◆ Exercise set
**A.** In the article on the Murray–Nishikori match, transcribe the passage starting at "That these three" and ending at "to 21 matches.".
**B.** According to the article on the Murray–Nishikori match, how many matches did Murray's win streak reach with this victory?

That these three sets sprawled for three hours and 20 minutes should explain a lot about this grind session between tennis’s two fastest players. Eventually Andy Murray—or at least his empty, deadened husk—edged out Kei Nishikori, 6-7(9), 6-4, 6-4, in their consistently high-quality, often infuriating match at the ATP World Tour Finals. Nishikori proved the sharper player for the bulk of the match. But as both players wore each other down with relentless defense and both slipped down to their second register, flaws crept into Nishikori’s precision game, his shot selection faltered, and top-ranked Murray extended his win streak to 21 matches.
Nishikori remains the most confounding foil for Murray because he beats him at his own game. Nishikori is content to play out these brutal cross-court skirmishes from either wing, patiently awaiting the tiniest opening to lash it down the line for a pretty winner. He’s as agile as Murray on defense. His favorite cross-court backhand flies even punchier and flatter than Murray’s, and today produced some satisfyingly acute angles.
Through the first set and most of the second, all these tools seemed sufficient to topple the No. 1 seed, just as like they were at the U.S. Open. At the peak of his play Nishikori serenely slid along the baseline, nudging Murray farther and farther off the court with penetrating depth and pace, coming to net when he could, and painting the sideline when he had to. And still Murray kept coming up with replies like this:
Nishikori still won that first set tiebreak, albeit in nerve-wracking fashion, squandering a fistful of set points on the way. The second set sustained the tension, with each player breaking each other once to even things up at 4-4. That was about when the Japanese player haplessly began experimenting with one of his many tools, the dropshot.
He opted for a drop at so many junctures where he would’ve been better served by a decisive approach shot, a nail in the coffin. And Murray would run up and punish these weak offerings. Despite this pattern of failure, Nishikori kept trying it, a tactical failure that was hard to watch, especially after he’d constructed dozens of points so creatively and cunningly. I began to wonder if he was playing these gettable dropshots just to make his opponent move—was he just trying to give an already haggard Murray a little more of a runaround? But that seems like a deranged strategy at this level of play, against a guy who always seems to have more energy in store even when his surly face doesn’t reveal it. Murray’s playing style was woven out of every sports cliché about grit and tenacity and scrappiness; he’ll do this shit for hours, if he needs to.

◆ Extracted material

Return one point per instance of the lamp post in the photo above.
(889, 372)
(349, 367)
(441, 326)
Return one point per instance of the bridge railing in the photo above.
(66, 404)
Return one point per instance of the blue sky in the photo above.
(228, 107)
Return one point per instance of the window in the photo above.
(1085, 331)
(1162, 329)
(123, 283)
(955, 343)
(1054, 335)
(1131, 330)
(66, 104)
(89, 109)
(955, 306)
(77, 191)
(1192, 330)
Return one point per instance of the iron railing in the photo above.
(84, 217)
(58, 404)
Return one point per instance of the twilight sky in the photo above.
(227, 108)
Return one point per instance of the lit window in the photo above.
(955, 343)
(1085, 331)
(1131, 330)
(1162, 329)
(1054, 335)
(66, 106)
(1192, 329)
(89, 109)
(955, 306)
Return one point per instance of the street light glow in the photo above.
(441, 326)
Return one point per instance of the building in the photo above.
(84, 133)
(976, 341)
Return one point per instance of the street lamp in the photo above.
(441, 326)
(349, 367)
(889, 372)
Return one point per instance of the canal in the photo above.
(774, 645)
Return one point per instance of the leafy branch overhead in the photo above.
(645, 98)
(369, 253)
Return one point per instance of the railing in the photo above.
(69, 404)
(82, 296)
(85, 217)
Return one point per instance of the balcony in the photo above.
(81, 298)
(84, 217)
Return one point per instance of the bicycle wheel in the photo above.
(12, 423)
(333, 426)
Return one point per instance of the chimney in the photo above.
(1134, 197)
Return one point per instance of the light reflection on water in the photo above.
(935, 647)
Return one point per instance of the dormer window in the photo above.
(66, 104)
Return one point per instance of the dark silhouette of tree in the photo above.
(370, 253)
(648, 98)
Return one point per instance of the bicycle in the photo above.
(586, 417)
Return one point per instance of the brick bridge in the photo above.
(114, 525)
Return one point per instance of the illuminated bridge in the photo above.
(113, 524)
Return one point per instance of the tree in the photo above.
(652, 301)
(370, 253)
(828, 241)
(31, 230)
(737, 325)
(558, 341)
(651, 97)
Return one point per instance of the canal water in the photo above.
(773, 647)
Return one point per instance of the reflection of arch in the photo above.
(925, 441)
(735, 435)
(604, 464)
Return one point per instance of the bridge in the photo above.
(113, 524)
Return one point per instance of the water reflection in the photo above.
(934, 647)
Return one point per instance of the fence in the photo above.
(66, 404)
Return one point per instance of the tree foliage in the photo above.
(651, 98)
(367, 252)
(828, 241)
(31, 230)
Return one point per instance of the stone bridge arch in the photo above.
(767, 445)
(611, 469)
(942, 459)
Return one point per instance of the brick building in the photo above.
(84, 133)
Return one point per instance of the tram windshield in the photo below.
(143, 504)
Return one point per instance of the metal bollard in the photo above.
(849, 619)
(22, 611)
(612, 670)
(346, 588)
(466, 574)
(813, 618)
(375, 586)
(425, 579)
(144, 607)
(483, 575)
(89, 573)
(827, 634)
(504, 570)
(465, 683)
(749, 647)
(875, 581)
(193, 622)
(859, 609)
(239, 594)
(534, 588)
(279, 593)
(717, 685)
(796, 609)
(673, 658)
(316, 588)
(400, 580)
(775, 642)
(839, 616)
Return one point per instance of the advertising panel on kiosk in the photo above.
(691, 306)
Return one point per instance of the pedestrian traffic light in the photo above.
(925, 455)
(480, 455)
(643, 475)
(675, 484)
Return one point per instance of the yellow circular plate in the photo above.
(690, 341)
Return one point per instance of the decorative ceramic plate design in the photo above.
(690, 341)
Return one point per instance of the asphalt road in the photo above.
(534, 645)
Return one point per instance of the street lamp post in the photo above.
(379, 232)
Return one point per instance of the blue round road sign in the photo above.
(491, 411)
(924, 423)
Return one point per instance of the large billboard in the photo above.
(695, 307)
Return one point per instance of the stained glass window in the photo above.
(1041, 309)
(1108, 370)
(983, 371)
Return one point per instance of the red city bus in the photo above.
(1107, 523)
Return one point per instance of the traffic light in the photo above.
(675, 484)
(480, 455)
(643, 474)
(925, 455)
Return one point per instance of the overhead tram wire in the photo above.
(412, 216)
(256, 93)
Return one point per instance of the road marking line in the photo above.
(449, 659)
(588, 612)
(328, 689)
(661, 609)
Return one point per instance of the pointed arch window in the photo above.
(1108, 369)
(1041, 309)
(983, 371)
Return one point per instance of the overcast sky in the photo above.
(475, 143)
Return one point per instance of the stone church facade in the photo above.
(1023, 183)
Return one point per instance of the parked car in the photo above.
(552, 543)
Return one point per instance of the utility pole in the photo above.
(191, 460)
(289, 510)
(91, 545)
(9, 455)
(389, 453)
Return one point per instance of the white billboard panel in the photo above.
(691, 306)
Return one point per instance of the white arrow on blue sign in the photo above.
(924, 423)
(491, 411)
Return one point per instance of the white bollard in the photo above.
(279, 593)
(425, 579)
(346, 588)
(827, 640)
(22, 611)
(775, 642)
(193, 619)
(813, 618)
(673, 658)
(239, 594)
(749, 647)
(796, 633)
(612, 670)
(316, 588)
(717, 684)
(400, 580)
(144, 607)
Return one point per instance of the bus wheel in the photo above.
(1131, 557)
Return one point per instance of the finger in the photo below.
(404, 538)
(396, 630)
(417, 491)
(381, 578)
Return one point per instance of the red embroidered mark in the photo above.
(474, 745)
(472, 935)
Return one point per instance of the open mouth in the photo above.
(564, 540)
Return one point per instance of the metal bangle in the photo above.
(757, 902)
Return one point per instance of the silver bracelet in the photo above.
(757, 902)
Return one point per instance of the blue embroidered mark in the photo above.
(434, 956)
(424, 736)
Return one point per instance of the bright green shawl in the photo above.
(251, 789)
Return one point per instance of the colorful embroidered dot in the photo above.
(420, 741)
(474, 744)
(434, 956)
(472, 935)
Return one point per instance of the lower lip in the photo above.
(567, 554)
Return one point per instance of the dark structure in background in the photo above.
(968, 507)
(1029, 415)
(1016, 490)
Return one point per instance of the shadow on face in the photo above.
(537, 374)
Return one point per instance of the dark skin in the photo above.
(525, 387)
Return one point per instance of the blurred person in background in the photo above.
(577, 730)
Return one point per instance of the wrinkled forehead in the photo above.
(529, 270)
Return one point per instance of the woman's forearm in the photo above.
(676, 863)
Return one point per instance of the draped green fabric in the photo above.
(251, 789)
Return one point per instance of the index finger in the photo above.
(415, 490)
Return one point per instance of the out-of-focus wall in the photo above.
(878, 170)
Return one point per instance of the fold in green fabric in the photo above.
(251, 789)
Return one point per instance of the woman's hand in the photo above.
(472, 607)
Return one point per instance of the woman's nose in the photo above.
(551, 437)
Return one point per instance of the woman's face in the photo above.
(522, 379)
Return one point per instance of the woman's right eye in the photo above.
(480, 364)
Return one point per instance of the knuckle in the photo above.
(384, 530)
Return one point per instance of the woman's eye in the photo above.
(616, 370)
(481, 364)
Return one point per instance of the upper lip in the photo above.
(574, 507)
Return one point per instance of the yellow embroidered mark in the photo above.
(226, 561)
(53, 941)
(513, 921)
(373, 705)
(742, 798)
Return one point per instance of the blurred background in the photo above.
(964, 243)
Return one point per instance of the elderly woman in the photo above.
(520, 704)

◆ Answers for the tasks
**A.**
That these three sets sprawled for three hours and 20 minutes should explain a lot about this grind session between tennis’s two fastest players. Eventually Andy Murray—or at least his empty, deadened husk—edged out Kei Nishikori, 6-7(9), 6-4, 6-4, in their consistently high-quality, often infuriating match at the ATP World Tour Finals. Nishikori proved the sharper player for the bulk of the match. But as both players wore each other down with relentless defense and both slipped down to their second register, flaws crept into Nishikori’s precision game, his shot selection faltered, and top-ranked Murray extended his win streak to 21 matches.

**B.** 21 matches